Work to be completed: Please pull out every line of the material that contains the string "slope", copying each one in full. Case counts.

▽

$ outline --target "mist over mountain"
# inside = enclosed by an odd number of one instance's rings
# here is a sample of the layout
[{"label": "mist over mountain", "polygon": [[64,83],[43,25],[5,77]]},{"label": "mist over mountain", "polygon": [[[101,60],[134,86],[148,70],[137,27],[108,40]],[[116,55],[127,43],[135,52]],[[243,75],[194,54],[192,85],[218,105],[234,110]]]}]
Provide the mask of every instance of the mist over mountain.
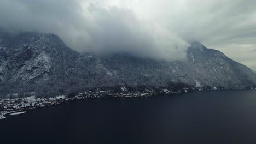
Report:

△
▽

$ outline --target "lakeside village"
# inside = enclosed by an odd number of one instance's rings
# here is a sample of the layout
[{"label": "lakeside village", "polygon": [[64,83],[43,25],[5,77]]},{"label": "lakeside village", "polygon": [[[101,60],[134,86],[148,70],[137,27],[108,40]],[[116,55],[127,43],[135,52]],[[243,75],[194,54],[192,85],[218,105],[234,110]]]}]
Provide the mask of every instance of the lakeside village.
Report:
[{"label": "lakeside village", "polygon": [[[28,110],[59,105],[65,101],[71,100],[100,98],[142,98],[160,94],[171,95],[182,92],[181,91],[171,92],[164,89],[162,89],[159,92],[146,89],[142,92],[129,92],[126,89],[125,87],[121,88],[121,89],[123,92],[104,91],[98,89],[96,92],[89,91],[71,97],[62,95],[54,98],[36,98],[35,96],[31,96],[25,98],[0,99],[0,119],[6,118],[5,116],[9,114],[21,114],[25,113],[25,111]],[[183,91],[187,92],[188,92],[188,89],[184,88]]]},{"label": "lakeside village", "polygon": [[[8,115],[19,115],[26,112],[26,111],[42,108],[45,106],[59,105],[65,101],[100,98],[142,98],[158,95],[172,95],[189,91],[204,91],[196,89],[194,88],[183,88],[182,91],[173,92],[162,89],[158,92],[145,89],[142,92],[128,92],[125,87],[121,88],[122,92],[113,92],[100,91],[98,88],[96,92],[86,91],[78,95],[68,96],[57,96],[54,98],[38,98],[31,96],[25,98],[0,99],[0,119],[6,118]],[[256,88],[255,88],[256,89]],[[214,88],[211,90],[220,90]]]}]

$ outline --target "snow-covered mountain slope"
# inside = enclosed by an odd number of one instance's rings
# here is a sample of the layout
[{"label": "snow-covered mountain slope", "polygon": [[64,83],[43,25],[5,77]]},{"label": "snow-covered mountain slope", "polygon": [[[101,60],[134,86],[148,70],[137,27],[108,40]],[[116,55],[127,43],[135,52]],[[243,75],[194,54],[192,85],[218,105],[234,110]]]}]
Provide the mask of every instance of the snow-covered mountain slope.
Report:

△

Correct response:
$ outline --target "snow-covered mountain slope"
[{"label": "snow-covered mountain slope", "polygon": [[64,83],[43,25],[5,77]]},{"label": "snow-covered mountain slope", "polygon": [[[101,60],[134,86],[148,70],[137,27],[108,40]],[[116,55],[127,43],[135,52]],[[243,75],[194,54],[192,85],[218,105],[234,110]]]}]
Provide the mask of every instance of the snow-covered mountain slope.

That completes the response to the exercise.